EXERCISE TEXT below:

Most uterine cancers have excellent five-year survival rates – up to 95% for localised cancer.
Serous uterine cancer is an exception, with five-year survival rates of 35% to 50% for stage 1 or 2 cancer.
Now, researchers at MUSC Hollings Cancer Centre say that in the course of developing a new model for ovarian cancer, they’ve developed additional evidence that serous uterine cancer possibly begins in the fallopian tubes, not the uterus.
In other words, it’s already metastatic by the time that it’s found in the uterus.
The paper describing this evidence and the new ovarian cancer model was published this month in Cancer Research Communications.
Senior author Joe Delaney, Ph.D., attributed the finding to the most elemental building block of science: curiosity.
As he and his team worked to develop a sorely needed model of ovarian cancer, they were pleased to see the model working as expected, with cancer signals showing up on the fallopian tubes and ovaries – but taken aback to also see these signals in the uterus.
“We said, ‘Hey, wait a minute. I see this signal over in the uterus – specifically on the uterine epithelial cells – which definitely should not have these cancer signals coming from it.’ Particularly because this driver is only expressed on the fallopian tube itself, we shouldn't be having expression on these uterine cells,” he said.
The team wasn’t surprised to see cancer signals on the fallopian tubes because that’s where they’d sent the oncogene – a gene that promotes cancer growth.
They’d specifically targeted the fallopian tube, instead of the ovary, because most ovarian cancers originate there.
“Ovarian cancer is a misnomer,” Delaney explained.
“Ovarian cancer, probably about 80% of the time, starts on the fallopian tube, not the ovary.”
He had first decided to build an ovarian cancer model for the simple reason that there wasn’t one that applied to most ovarian cancer patients.
There are some existing models, Delaney noted.
But they were created specifically for ovarian cancers that develop because of mutations on the PTEN or BRCA genes, which account for a minority of all ovarian cancers.
“That leaves you with 75% of patients who don't have an adequate genetic model,” he said.

End of EXERCISE TEXT.
EXERCISE DATA below:

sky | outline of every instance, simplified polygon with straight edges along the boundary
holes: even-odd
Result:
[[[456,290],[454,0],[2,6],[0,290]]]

End of EXERCISE DATA.
EXERCISE DATA below:

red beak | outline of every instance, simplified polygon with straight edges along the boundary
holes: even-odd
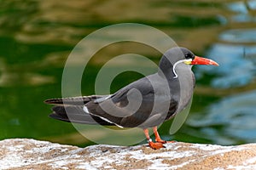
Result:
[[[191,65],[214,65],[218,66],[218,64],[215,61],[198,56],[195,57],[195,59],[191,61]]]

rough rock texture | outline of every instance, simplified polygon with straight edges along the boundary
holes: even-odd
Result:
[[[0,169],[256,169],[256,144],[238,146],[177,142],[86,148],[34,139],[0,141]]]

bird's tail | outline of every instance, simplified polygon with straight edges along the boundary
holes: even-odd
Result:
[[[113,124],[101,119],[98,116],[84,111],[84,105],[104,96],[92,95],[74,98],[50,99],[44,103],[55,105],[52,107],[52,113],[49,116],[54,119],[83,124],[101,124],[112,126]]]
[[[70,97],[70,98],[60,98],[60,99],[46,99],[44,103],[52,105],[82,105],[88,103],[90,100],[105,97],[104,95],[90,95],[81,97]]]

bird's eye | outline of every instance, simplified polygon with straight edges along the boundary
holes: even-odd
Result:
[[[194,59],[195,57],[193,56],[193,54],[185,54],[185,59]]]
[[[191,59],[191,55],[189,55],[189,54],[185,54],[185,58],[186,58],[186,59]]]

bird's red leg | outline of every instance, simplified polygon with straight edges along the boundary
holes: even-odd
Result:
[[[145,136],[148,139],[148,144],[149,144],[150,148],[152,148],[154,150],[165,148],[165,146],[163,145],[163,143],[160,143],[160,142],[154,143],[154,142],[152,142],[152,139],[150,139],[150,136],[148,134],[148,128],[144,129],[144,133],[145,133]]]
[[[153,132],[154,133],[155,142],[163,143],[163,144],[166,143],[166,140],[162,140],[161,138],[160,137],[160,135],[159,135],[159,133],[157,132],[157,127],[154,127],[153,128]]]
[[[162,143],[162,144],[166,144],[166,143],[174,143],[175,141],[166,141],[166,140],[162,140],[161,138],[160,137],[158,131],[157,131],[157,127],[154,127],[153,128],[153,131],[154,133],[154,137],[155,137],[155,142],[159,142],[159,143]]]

End of EXERCISE DATA.
EXERCISE DATA below:

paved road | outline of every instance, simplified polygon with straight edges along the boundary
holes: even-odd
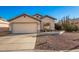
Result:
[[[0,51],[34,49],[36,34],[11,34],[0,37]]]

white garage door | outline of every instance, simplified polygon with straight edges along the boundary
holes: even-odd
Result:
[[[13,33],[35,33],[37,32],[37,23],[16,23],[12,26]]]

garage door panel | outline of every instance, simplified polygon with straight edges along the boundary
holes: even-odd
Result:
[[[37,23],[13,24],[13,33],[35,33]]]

End of EXERCISE DATA.

Can you continue the article about the new ovarian cancer model, starting after its last sentence?

These genetic models are instrumental in understanding how cancer develops and in developing and testing new drugs.
That led his team, seven years ago, to begin developing a new ovarian cancer model.
Instead of building a model that relies on removing tumour suppressors, they built a model using the MYC oncogene, which helps as much as 70% of all human cancers to grow.
The MYC oncogene hadn’t previously been used in an ovarian cancer model.
For this model, they paired it with a promoter, telling it to go to the fallopian tubes.
The result was cancer in both the ovaries and the uterus.
The team then began to grow these cancer cell lines in the lab and examine them for similarities to known human cancer.
As expected, the ovarian cancers looked like human high-grade serous ovarian cancer.
“But they also clustered with this form of uterine cancer that we did not expect, so the uterine cancer cells look transcriptionally similar to the high-grade serous ovarian cancer cells,” he said.
Intrigued, Delaney began to look for previous studies and found real-world examples that matched his observations.
In one study from McMaster University in Canada, pathologists looked at samples from various gynaecologic cancers without knowing the specific diagnosis.
They found serous tubal intraepithelial carcinoma (STIC), a precancerous lesion, in uterine serous carcinoma and serous ovarian carcinoma but not in nonserous uterine cancer or benign conditions.
“The uterine serous carcinoma had the exact same rate of STIC lesions as high-grade serous ovarian cancer patients,” Delaney said.
A retrospective study in Sweden compared the rates of uterine cancer over the course of 37 years between women who had undergone tubal ligation and those who hadn’t.
Tubal ligation is permanent birth control that surgically ties off the fallopian tubes to prevent eggs from getting to the uterus – but the Swedish study seemed to indicate the procedure had also prevented cancer cells from travelling from the fallopian tube to the uterus because the rates of uterine cancer in the tubal ligation group were lower, particularly for the more aggressive form.
“Those researchers were epidemiologists, so they don't have a lab. They could speculate as to what's happening but they didn’t have the ability to test it,” Delaney said.
His lab, however, plans to attempt to replicate those findings by removing fallopian tubes from mice and then tracking the rates of serous uterine cancer.
“We'll find out in two years. That's the timeline,” he said.
In the meantime, Delaney has already been contacted by other researchers who’d like to use the model.
As intended, this new model can be used to study how high-grade serous ovarian cancer develops in women without gene mutations – and how it could be treated.
In addition, it could also potentially be used as a model for uterine serous carcinoma.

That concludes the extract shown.